(Goal of the exercise): Copy out each line of the data below word for word, in its original order.

(Task input):
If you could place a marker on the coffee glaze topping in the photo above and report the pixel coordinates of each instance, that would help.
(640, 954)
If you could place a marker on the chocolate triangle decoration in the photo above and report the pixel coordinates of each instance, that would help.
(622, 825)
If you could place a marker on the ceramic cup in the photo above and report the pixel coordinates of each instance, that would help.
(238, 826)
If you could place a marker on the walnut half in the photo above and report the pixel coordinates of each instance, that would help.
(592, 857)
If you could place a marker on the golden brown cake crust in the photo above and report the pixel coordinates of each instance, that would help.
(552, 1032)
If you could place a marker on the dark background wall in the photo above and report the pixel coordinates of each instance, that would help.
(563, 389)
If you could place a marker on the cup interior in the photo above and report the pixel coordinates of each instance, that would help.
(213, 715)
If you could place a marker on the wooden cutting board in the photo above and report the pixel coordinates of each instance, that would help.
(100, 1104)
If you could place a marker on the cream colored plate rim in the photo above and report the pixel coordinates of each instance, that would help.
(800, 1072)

(Exercise answer):
If you could place a marker on the coffee glaze topping in the photo above and report the pixel coordinates of each instance, that would help.
(640, 954)
If you could place a marker on the chocolate triangle decoration in the photo above and report the pixel coordinates of each instance, that would help.
(622, 825)
If you could place a marker on the ceramic cup in the photo above and report the pixel coordinates of each instance, that would help.
(238, 826)
If you could place a marker on the walnut half in the photo above and report the pixel coordinates of each instance, that would help.
(592, 857)
If you could place a marker on the golden brown cake crust in the photo above and report the pixel coordinates of each instance, that would help.
(552, 1032)
If you could place a marker on the dark background wall in the photo above and report the pixel coordinates of each instance, that would help.
(563, 389)
If you could place a marker on the cup interior in the photo above and report the pixel coordinates of each instance, that would help.
(213, 715)
If you could place a marker on the wooden cutting board in the photo above and report the pixel coordinates of each instance, that would help.
(100, 1104)
If you could place a marker on the cream colored plate rim in the photo above and report the pixel coordinates of each instance, that would help.
(800, 1072)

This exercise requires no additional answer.